2020年の制度改正によって、iDeCo(個人型確定拠出年金)と企業型DC(個人型確定拠出年金)の併用が可能になりました。これまで企業型DCのみに加入していた会社員の方でもiDeCoとの併用で、より魅力的な金融商品を選べます。
ただし、メリットだけではなくデメリットも存在します。そこで今回は、iDeCoと企業型DCの併用に伴うメリットとデメリットについて解説。各制度の併用を検討している方は、ぜひ参考にしてみてください。
iDeCoと企業型DCの概要
iDeCoと企業型DCは、どちらも自分で掛金を運用して老後の資産づくりに活用できる年金制度です。ただし、加入対象者や拠出限度額などは異なります。

次の課題:
A) iDeCoと企業型DCについての文章をもとに、次の問いに答えてください。
(i) 両制度の併用は何年の制度改正で可能になったか。
(ii) 両制度はどちらも何に活用できる年金制度とされているか。
(iii) 両制度で異なる点として挙げられているのは何か。
B) iDeCoと企業型DCについての文章から、句点「。」で終わる文のうち「iDeCo」を含むものをすべて、出てくる順に書き出してください。
C) iDeCoと企業型DCについての文章を、最後の文の後から書き継いでください。

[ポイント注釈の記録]
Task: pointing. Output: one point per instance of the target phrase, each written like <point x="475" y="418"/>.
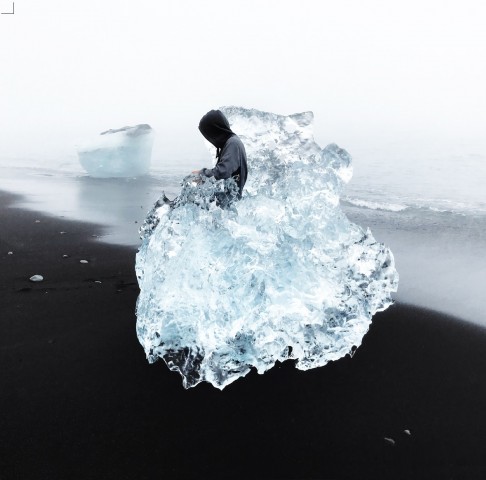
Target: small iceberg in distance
<point x="122" y="152"/>
<point x="280" y="274"/>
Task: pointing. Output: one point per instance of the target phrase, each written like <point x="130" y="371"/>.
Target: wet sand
<point x="79" y="400"/>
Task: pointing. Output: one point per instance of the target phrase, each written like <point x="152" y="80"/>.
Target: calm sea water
<point x="429" y="208"/>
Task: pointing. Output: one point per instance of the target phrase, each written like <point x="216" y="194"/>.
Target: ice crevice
<point x="228" y="285"/>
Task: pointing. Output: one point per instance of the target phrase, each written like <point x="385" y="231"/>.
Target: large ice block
<point x="123" y="152"/>
<point x="280" y="274"/>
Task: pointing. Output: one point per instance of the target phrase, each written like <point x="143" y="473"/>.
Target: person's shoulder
<point x="234" y="140"/>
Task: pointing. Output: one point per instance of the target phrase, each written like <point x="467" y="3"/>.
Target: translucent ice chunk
<point x="281" y="273"/>
<point x="125" y="152"/>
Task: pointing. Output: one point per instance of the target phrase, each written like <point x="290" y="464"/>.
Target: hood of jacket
<point x="215" y="128"/>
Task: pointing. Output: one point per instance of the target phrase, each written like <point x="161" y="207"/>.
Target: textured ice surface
<point x="124" y="152"/>
<point x="281" y="274"/>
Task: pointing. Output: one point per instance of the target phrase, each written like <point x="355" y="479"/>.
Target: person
<point x="230" y="151"/>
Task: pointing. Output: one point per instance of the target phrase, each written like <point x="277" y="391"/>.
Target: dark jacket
<point x="230" y="151"/>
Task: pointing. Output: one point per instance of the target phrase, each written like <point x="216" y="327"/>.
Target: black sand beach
<point x="78" y="399"/>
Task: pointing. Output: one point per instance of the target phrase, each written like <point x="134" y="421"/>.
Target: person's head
<point x="215" y="128"/>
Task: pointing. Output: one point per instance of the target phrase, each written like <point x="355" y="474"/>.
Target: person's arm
<point x="227" y="165"/>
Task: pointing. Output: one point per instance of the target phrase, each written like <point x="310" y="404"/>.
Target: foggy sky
<point x="371" y="71"/>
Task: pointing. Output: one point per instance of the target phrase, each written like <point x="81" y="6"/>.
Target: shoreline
<point x="79" y="400"/>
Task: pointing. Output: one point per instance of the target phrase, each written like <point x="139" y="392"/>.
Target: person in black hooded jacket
<point x="230" y="151"/>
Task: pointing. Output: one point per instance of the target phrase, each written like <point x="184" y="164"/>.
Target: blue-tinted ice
<point x="280" y="274"/>
<point x="122" y="152"/>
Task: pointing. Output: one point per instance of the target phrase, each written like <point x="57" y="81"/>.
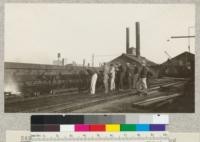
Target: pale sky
<point x="35" y="33"/>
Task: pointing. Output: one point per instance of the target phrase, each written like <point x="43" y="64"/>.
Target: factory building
<point x="133" y="55"/>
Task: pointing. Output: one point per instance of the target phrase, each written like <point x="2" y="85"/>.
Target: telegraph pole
<point x="92" y="60"/>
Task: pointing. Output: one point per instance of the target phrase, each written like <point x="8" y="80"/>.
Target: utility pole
<point x="92" y="60"/>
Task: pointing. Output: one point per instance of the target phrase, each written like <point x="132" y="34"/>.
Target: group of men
<point x="117" y="77"/>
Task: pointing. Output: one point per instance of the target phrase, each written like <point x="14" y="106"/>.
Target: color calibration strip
<point x="98" y="127"/>
<point x="101" y="119"/>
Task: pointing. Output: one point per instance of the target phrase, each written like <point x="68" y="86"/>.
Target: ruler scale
<point x="100" y="137"/>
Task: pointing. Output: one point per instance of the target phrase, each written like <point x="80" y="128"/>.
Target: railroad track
<point x="69" y="103"/>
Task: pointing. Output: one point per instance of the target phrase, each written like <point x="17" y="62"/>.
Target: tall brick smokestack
<point x="127" y="40"/>
<point x="137" y="29"/>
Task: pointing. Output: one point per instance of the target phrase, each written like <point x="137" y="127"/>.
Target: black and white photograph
<point x="99" y="58"/>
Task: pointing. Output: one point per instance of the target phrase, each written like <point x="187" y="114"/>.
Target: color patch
<point x="142" y="127"/>
<point x="127" y="127"/>
<point x="157" y="127"/>
<point x="112" y="127"/>
<point x="82" y="127"/>
<point x="67" y="128"/>
<point x="52" y="128"/>
<point x="97" y="127"/>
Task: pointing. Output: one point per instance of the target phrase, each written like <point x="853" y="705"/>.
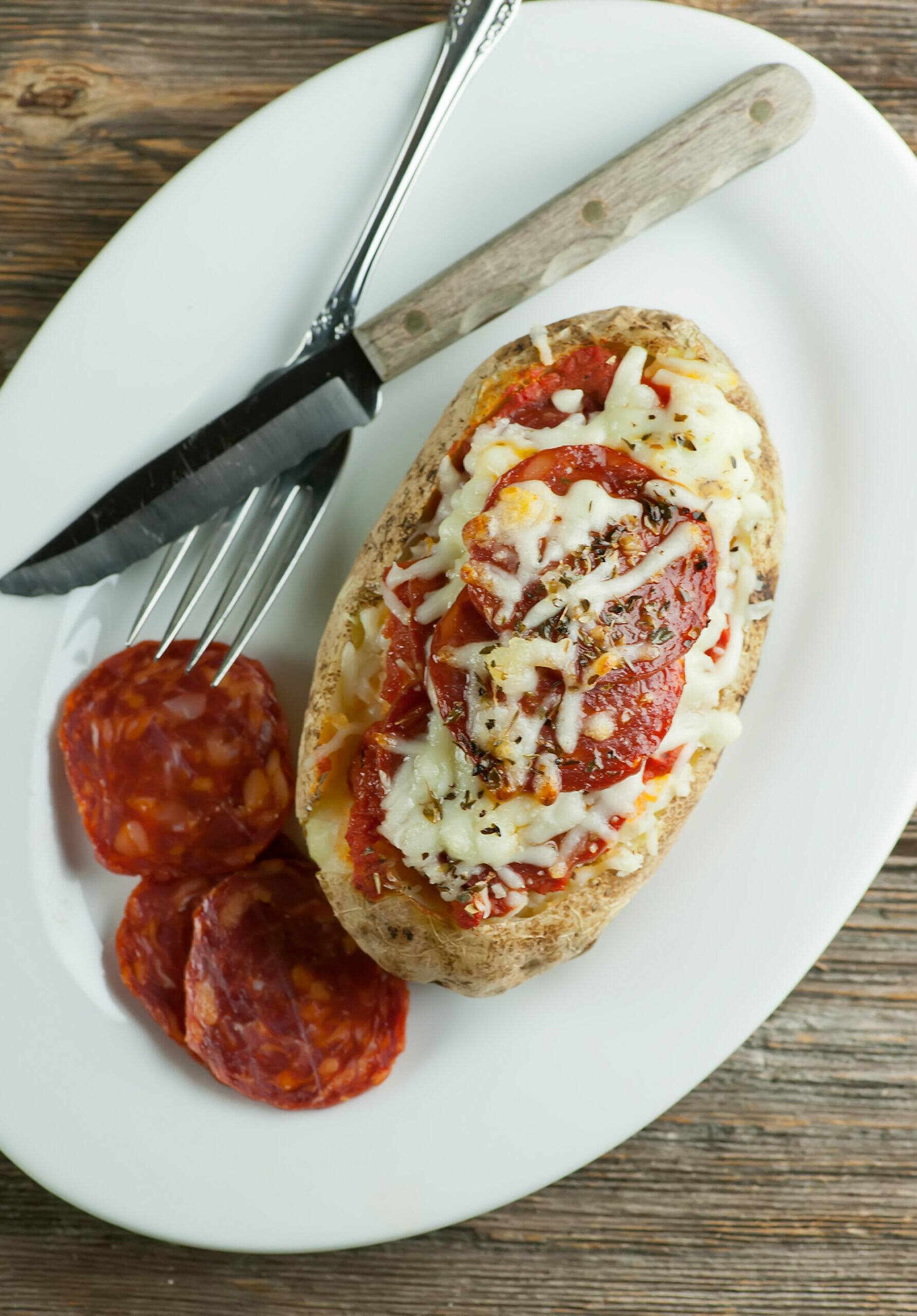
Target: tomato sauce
<point x="663" y="617"/>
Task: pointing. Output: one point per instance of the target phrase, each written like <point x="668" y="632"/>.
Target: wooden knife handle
<point x="744" y="124"/>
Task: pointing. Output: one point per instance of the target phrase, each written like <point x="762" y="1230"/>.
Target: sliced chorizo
<point x="281" y="1003"/>
<point x="175" y="778"/>
<point x="153" y="941"/>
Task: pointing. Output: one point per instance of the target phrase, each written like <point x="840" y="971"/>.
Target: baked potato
<point x="534" y="665"/>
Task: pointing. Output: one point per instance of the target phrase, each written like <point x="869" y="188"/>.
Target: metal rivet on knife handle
<point x="744" y="124"/>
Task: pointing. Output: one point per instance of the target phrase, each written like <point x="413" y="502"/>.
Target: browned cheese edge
<point x="402" y="936"/>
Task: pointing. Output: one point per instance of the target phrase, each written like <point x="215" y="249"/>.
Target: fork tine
<point x="281" y="494"/>
<point x="170" y="563"/>
<point x="221" y="534"/>
<point x="315" y="492"/>
<point x="302" y="529"/>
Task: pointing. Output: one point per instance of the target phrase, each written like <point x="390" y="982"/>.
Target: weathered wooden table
<point x="788" y="1181"/>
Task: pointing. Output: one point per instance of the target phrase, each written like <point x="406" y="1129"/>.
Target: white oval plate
<point x="804" y="273"/>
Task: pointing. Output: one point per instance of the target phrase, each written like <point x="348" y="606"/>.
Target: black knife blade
<point x="292" y="414"/>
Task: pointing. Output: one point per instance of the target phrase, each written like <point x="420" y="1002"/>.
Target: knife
<point x="335" y="382"/>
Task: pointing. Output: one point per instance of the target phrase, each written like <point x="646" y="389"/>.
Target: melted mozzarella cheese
<point x="437" y="811"/>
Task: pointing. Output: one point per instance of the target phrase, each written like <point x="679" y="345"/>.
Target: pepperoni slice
<point x="589" y="369"/>
<point x="281" y="1004"/>
<point x="153" y="941"/>
<point x="175" y="778"/>
<point x="653" y="624"/>
<point x="622" y="722"/>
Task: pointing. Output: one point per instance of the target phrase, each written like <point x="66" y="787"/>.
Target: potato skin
<point x="406" y="939"/>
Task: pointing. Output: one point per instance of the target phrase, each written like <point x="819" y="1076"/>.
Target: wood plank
<point x="787" y="1181"/>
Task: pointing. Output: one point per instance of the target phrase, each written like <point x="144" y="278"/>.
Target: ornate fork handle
<point x="472" y="29"/>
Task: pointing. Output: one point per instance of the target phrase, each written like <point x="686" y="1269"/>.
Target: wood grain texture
<point x="674" y="168"/>
<point x="787" y="1182"/>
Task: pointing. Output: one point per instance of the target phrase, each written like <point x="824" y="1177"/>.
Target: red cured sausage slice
<point x="153" y="941"/>
<point x="637" y="712"/>
<point x="281" y="1004"/>
<point x="662" y="617"/>
<point x="172" y="777"/>
<point x="588" y="369"/>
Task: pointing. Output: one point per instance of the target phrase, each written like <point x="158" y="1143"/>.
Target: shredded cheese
<point x="699" y="448"/>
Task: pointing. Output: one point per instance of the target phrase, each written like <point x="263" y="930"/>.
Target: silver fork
<point x="251" y="551"/>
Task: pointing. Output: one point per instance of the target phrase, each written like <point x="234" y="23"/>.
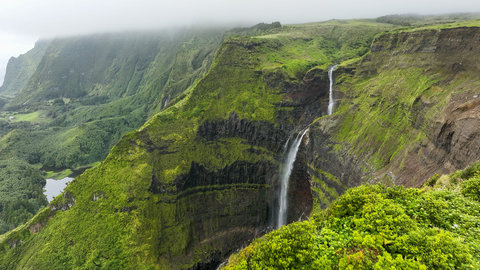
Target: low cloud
<point x="32" y="19"/>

課題ごとの解答:
A)
(i) 2020年
(ii) 老後の資産づくり
(iii) 加入対象者や拠出限度額など

B)
2020年の制度改正によって、iDeCo(個人型確定拠出年金)と企業型DC(個人型確定拠出年金)の併用が可能になりました。
これまで企業型DCのみに加入していた会社員の方でもiDeCoとの併用で、より魅力的な金融商品を選べます。
そこで今回は、iDeCoと企業型DCの併用に伴うメリットとデメリットについて解説。
iDeCoと企業型DCは、どちらも自分で掛金を運用して老後の資産づくりに活用できる年金制度です。

C)
制度/項目 | iDeCo(個人型確定拠出年金) | 企業型DC(個人型確定拠出年金) |
加入対象者 | 20〜65歳未満の方 | 企業型DCを導入している企業に勤める従業員 |
掛金の拠出者 | 加入者 | 企業(加入者が任意で掛金の上乗せも可能) |
拠出限度額 | 自営業者:68,000円 | 月額27,500〜55,000円(他の企業年金等によって異なる) |
会社員:12,000〜23,000円 | ||
公務員:12,000円 | ||
専業主婦:23,000円 | ||
積み立て期間 | 65歳まで | 70歳まで(企業によって異なる可能性あり) |
掛金に関する税制優遇 | 全額所得控除の対象 | 事業主掛金:全額非課税(退職給付費用として全額損金算入が可能) |
加入者掛金:全額所得控除の対象 | ||
運用商品 | 個人で選んだ金融機関の商品 | 企業が利用している金融機関の商品 |
運用に掛かる手数料負担 | 個人負担 | 企業負担 |
掛金の支払い方法 | 加入者の給与天引き・口座振替 | 企業が口座振込や口座振替で納付 |
iDeCoとは?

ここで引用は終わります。